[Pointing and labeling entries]
━━━━━━━━━━
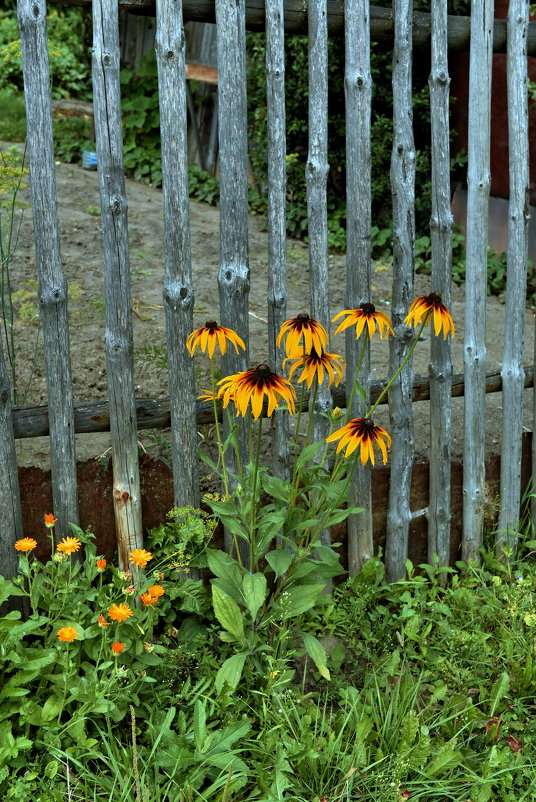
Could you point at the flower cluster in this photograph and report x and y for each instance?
(306, 342)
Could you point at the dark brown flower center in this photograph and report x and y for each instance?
(435, 298)
(262, 372)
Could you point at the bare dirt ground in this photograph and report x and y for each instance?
(78, 205)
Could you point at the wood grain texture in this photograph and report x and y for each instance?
(52, 285)
(117, 291)
(178, 284)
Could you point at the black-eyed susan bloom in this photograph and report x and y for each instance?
(424, 307)
(317, 365)
(366, 315)
(253, 386)
(363, 433)
(211, 335)
(306, 329)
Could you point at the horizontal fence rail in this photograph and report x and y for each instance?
(381, 21)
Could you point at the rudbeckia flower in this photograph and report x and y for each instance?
(67, 634)
(252, 386)
(119, 612)
(211, 335)
(315, 365)
(366, 315)
(69, 545)
(365, 433)
(140, 557)
(303, 328)
(25, 544)
(422, 309)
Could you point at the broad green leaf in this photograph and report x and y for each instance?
(317, 653)
(279, 560)
(230, 672)
(227, 612)
(254, 587)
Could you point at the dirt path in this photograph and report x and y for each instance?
(78, 204)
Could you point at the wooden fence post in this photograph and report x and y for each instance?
(52, 285)
(118, 335)
(403, 191)
(518, 221)
(441, 234)
(178, 285)
(358, 95)
(478, 184)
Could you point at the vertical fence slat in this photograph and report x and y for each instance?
(358, 96)
(118, 334)
(478, 184)
(52, 285)
(11, 517)
(277, 240)
(403, 192)
(316, 173)
(441, 234)
(512, 372)
(233, 276)
(178, 286)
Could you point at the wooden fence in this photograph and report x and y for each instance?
(355, 21)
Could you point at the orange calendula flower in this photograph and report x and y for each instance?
(119, 612)
(366, 315)
(315, 365)
(303, 327)
(424, 307)
(69, 545)
(67, 634)
(252, 386)
(140, 557)
(211, 335)
(25, 544)
(365, 433)
(148, 599)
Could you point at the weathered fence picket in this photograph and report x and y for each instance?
(518, 221)
(403, 193)
(478, 184)
(118, 334)
(52, 285)
(441, 224)
(178, 283)
(358, 98)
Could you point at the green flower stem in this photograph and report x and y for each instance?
(221, 451)
(253, 509)
(400, 369)
(356, 377)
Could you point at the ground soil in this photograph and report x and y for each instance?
(78, 206)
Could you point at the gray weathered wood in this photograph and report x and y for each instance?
(52, 285)
(178, 286)
(441, 234)
(478, 184)
(381, 21)
(358, 95)
(518, 221)
(118, 333)
(233, 276)
(11, 517)
(316, 173)
(403, 191)
(277, 232)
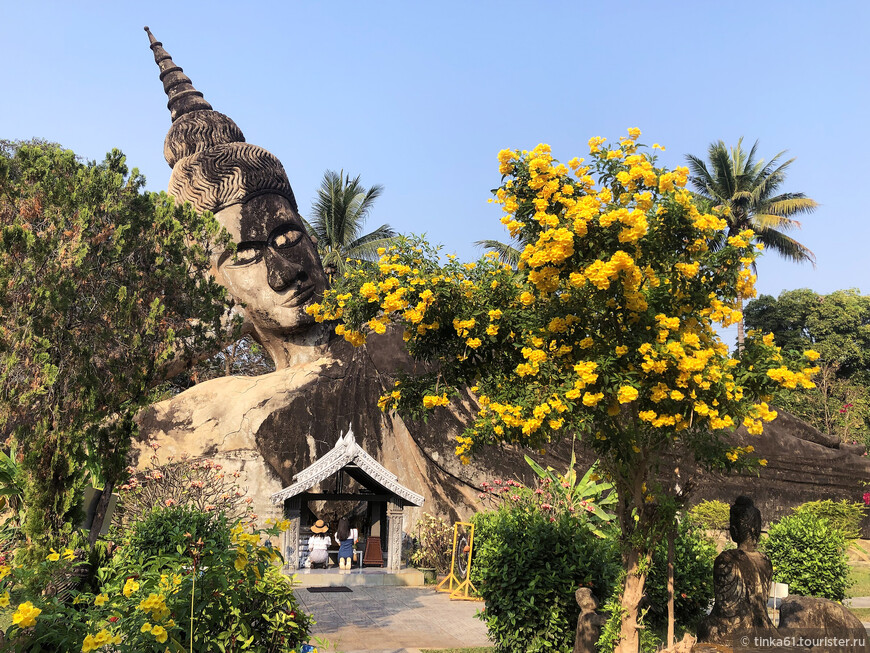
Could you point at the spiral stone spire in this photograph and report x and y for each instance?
(183, 97)
(212, 165)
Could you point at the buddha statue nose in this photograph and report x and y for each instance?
(282, 272)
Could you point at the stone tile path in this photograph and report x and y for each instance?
(393, 619)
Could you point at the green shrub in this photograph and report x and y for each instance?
(809, 555)
(163, 530)
(844, 516)
(609, 638)
(694, 554)
(433, 547)
(199, 601)
(530, 564)
(712, 515)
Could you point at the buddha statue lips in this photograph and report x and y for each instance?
(276, 271)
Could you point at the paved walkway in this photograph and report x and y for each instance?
(393, 619)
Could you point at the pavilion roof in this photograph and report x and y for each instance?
(347, 454)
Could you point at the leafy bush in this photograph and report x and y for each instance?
(164, 530)
(529, 564)
(809, 555)
(609, 638)
(200, 601)
(434, 548)
(712, 515)
(694, 554)
(844, 516)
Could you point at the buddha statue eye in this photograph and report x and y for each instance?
(247, 253)
(285, 237)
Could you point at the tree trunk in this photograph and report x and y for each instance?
(636, 563)
(100, 512)
(671, 619)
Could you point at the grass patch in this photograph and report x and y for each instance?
(861, 578)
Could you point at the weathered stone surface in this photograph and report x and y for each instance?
(817, 618)
(273, 426)
(800, 468)
(588, 623)
(741, 581)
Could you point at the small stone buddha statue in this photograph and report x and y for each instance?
(741, 581)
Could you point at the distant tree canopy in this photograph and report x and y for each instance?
(99, 285)
(838, 327)
(835, 325)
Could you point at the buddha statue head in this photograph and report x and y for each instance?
(745, 523)
(275, 272)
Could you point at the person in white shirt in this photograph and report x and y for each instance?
(318, 544)
(345, 536)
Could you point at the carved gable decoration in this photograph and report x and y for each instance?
(348, 455)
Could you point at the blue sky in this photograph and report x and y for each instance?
(421, 97)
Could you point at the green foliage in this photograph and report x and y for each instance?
(836, 325)
(529, 565)
(571, 492)
(750, 188)
(200, 599)
(434, 545)
(843, 516)
(98, 284)
(713, 515)
(165, 530)
(339, 211)
(694, 554)
(199, 483)
(809, 555)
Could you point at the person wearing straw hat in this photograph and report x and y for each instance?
(318, 544)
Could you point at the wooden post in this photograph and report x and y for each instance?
(670, 640)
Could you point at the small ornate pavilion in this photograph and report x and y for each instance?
(378, 486)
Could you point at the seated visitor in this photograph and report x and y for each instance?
(318, 545)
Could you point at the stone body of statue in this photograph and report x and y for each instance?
(273, 426)
(741, 581)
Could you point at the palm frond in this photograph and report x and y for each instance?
(790, 204)
(509, 254)
(785, 246)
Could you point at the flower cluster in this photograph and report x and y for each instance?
(606, 328)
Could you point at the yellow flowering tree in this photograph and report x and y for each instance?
(606, 330)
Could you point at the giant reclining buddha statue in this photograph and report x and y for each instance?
(277, 424)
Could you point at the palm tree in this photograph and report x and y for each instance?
(750, 189)
(508, 253)
(339, 211)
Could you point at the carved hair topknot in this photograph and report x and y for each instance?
(197, 131)
(212, 166)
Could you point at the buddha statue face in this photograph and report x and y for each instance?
(275, 272)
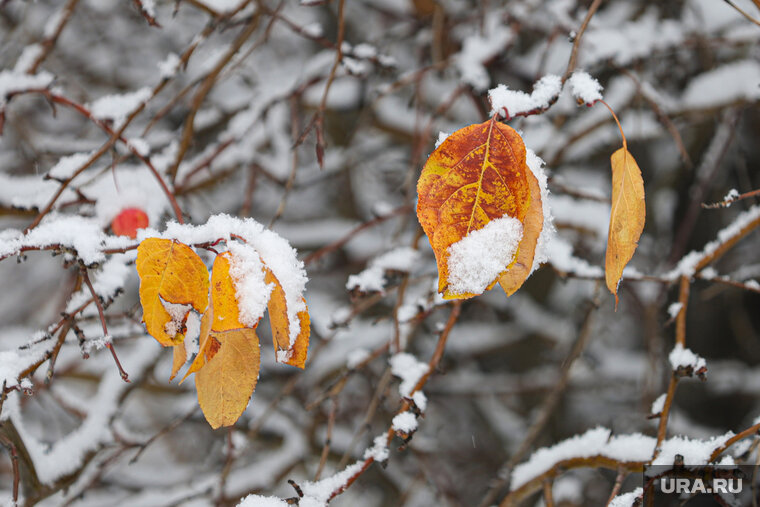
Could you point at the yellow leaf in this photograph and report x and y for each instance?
(180, 357)
(477, 175)
(521, 267)
(223, 300)
(204, 343)
(278, 318)
(227, 381)
(172, 272)
(626, 218)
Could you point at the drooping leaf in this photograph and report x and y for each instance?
(278, 318)
(203, 343)
(223, 300)
(626, 217)
(477, 175)
(169, 271)
(227, 381)
(521, 267)
(179, 359)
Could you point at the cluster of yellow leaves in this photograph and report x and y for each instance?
(227, 364)
(478, 174)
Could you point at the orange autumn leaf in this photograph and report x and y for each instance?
(169, 272)
(476, 176)
(179, 359)
(627, 216)
(227, 381)
(521, 267)
(223, 301)
(278, 318)
(204, 343)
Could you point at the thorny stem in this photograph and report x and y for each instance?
(550, 401)
(432, 364)
(683, 299)
(548, 497)
(727, 202)
(625, 144)
(102, 315)
(318, 254)
(577, 42)
(618, 483)
(319, 116)
(752, 430)
(115, 136)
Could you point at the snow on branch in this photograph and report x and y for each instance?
(511, 103)
(695, 261)
(373, 278)
(683, 359)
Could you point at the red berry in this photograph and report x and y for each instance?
(128, 221)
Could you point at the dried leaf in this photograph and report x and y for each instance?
(172, 272)
(204, 343)
(227, 381)
(223, 300)
(521, 267)
(278, 318)
(479, 174)
(626, 218)
(179, 359)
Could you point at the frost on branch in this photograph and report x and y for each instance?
(478, 258)
(510, 103)
(585, 88)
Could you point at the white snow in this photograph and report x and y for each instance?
(726, 84)
(674, 309)
(318, 493)
(273, 250)
(406, 367)
(84, 235)
(688, 263)
(12, 81)
(595, 442)
(251, 291)
(405, 422)
(548, 232)
(372, 279)
(66, 166)
(658, 404)
(478, 49)
(68, 453)
(510, 103)
(732, 195)
(379, 450)
(694, 451)
(476, 260)
(627, 499)
(262, 501)
(683, 357)
(441, 138)
(106, 281)
(118, 106)
(585, 88)
(420, 400)
(356, 357)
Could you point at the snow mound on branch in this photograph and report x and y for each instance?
(510, 103)
(584, 87)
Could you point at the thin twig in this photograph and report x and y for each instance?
(106, 336)
(577, 41)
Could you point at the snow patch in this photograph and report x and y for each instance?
(476, 260)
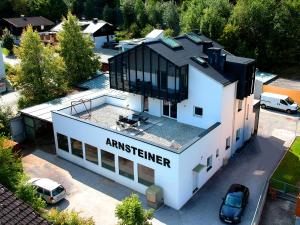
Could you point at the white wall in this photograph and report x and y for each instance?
(203, 92)
(164, 176)
(227, 118)
(2, 68)
(198, 154)
(244, 120)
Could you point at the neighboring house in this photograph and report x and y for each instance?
(100, 31)
(16, 25)
(14, 211)
(176, 111)
(155, 34)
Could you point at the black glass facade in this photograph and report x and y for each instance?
(142, 71)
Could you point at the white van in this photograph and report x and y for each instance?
(51, 191)
(277, 101)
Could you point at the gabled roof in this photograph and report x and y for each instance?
(14, 211)
(89, 27)
(35, 21)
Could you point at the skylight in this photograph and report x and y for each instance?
(199, 60)
(194, 37)
(171, 42)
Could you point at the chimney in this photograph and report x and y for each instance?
(216, 59)
(23, 16)
(206, 45)
(95, 20)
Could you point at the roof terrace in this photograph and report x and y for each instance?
(161, 131)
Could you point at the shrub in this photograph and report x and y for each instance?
(131, 212)
(67, 218)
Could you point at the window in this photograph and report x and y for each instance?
(126, 168)
(62, 142)
(209, 163)
(240, 105)
(108, 160)
(283, 102)
(76, 147)
(198, 111)
(227, 143)
(145, 175)
(238, 133)
(169, 109)
(91, 153)
(247, 115)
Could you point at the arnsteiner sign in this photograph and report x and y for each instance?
(137, 151)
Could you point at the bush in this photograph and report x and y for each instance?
(5, 115)
(11, 170)
(131, 212)
(67, 218)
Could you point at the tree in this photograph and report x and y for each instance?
(41, 72)
(139, 11)
(170, 16)
(11, 168)
(212, 24)
(131, 212)
(5, 117)
(7, 40)
(67, 218)
(127, 9)
(77, 51)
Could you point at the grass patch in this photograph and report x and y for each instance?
(289, 169)
(5, 51)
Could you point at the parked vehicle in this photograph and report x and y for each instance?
(277, 101)
(49, 190)
(234, 203)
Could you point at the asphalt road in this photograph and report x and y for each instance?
(96, 196)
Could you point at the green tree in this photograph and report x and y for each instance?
(154, 12)
(212, 24)
(170, 16)
(11, 170)
(67, 218)
(131, 212)
(139, 11)
(41, 72)
(127, 9)
(28, 194)
(77, 51)
(5, 116)
(253, 19)
(7, 40)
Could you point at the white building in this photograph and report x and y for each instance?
(154, 35)
(2, 68)
(100, 31)
(176, 111)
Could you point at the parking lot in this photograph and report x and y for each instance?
(96, 196)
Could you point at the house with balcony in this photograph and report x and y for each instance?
(177, 109)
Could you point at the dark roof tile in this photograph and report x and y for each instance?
(14, 211)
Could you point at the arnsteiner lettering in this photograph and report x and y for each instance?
(139, 152)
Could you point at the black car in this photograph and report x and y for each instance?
(234, 203)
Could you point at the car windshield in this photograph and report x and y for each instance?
(58, 190)
(290, 101)
(234, 200)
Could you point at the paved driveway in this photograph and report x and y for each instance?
(97, 196)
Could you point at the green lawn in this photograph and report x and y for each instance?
(5, 51)
(289, 168)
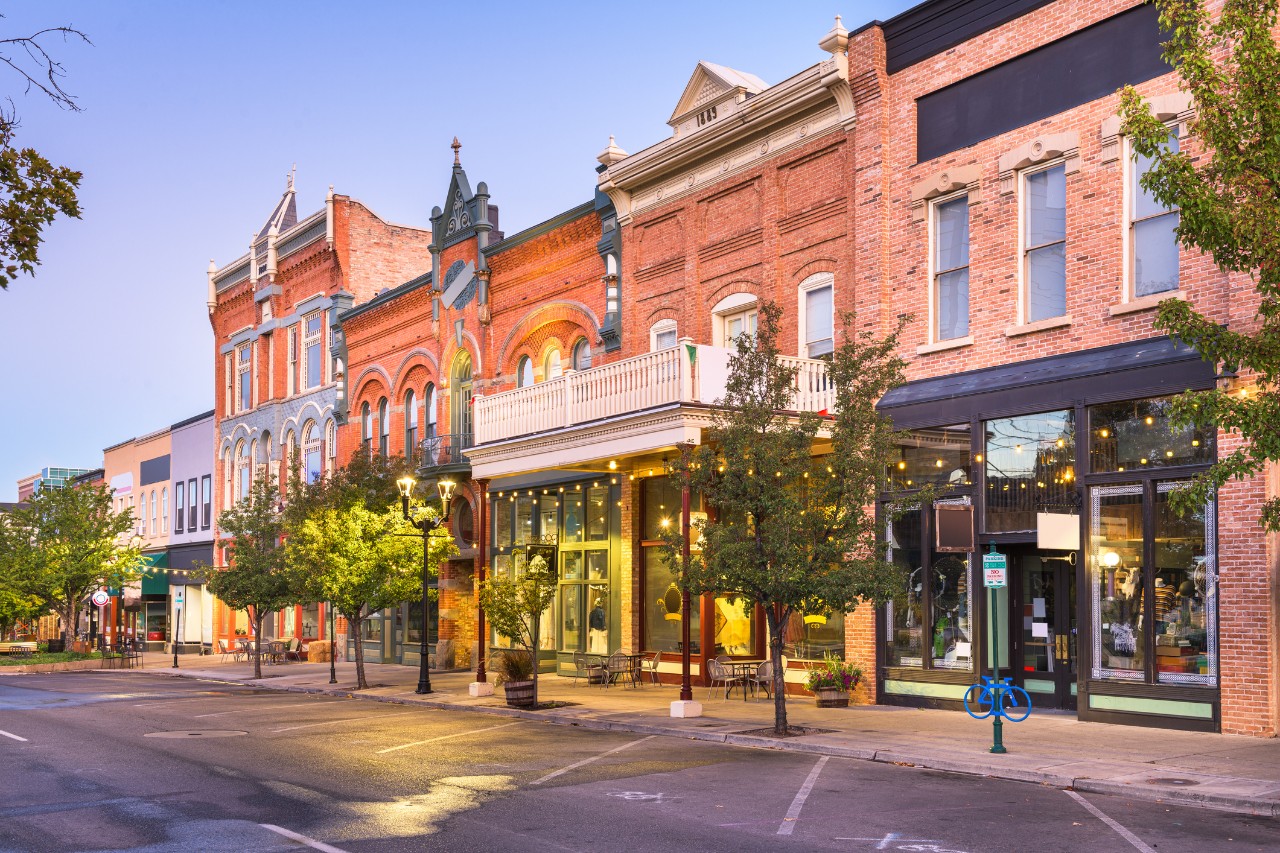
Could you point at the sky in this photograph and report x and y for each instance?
(193, 113)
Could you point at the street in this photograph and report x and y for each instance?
(119, 761)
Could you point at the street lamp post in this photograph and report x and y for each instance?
(428, 525)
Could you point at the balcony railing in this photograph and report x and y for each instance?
(685, 373)
(444, 450)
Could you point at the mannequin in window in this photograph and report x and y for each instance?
(597, 629)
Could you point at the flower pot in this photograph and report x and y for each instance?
(520, 694)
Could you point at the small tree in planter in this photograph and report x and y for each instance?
(513, 607)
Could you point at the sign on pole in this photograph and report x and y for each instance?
(995, 570)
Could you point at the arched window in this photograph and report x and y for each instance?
(552, 368)
(311, 459)
(581, 355)
(410, 424)
(429, 410)
(460, 396)
(366, 430)
(384, 427)
(242, 470)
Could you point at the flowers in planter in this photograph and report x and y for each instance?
(833, 674)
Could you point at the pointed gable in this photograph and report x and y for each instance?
(711, 86)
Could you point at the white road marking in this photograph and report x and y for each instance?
(460, 734)
(1125, 834)
(789, 822)
(329, 723)
(586, 761)
(302, 839)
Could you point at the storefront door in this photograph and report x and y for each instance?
(1043, 625)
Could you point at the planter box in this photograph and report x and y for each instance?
(520, 694)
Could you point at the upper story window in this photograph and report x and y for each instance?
(581, 355)
(662, 336)
(1045, 242)
(179, 506)
(312, 327)
(410, 422)
(732, 318)
(552, 366)
(384, 427)
(245, 377)
(429, 411)
(817, 315)
(951, 268)
(1152, 238)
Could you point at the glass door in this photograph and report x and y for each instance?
(1045, 626)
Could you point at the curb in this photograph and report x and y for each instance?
(1269, 807)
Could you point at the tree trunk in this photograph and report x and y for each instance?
(353, 624)
(780, 685)
(257, 643)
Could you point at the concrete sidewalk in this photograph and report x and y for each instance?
(1223, 771)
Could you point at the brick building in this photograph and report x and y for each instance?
(275, 374)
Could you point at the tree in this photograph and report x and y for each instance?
(32, 190)
(64, 544)
(1229, 201)
(792, 532)
(256, 576)
(515, 606)
(362, 561)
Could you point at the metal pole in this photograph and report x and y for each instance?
(424, 675)
(333, 647)
(686, 687)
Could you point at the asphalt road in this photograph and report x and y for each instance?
(109, 761)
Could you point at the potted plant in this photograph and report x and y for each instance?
(832, 680)
(516, 676)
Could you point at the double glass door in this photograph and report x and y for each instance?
(1043, 625)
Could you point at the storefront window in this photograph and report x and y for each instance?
(1119, 585)
(936, 456)
(905, 612)
(1029, 465)
(1137, 434)
(1184, 600)
(950, 606)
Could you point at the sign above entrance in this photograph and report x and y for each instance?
(995, 570)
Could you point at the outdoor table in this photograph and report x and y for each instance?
(743, 670)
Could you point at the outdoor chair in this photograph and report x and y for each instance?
(720, 675)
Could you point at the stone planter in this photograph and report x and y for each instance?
(520, 694)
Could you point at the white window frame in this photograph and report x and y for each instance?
(1130, 256)
(816, 282)
(659, 328)
(1024, 251)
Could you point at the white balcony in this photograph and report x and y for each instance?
(685, 374)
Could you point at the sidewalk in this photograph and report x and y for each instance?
(1223, 771)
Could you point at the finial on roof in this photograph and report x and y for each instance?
(835, 41)
(611, 154)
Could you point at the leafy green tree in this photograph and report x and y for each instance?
(515, 606)
(1228, 191)
(32, 190)
(62, 546)
(256, 578)
(794, 528)
(362, 561)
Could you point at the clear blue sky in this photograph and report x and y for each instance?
(195, 112)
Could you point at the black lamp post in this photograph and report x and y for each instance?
(428, 525)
━━━━━━━━━━
* _WHAT TO WORK ON_
Nothing but the lines from the one with "Could you point at the white balcony" through the end of the data above should be repeated, each exactly as it stands.

* _SOLVED PROBLEM_
Could you point at the white balcony in this photograph and report x and y for each instance?
(685, 374)
Could you point at the sidewalk in this photograph and report x and y for each instance?
(1223, 771)
Could you point at the finial on roof in this photograph and report x and y for each instance?
(835, 41)
(611, 154)
Could you point at the leafy green tree in this photograph and report x and y for each instance?
(515, 606)
(1228, 191)
(32, 190)
(62, 546)
(256, 578)
(794, 528)
(362, 561)
Could you point at the clear blue sky in this photograph and report x and y for each instance?
(195, 112)
Could you point at the black lamp post in this photograph and report x and y for each instance?
(428, 525)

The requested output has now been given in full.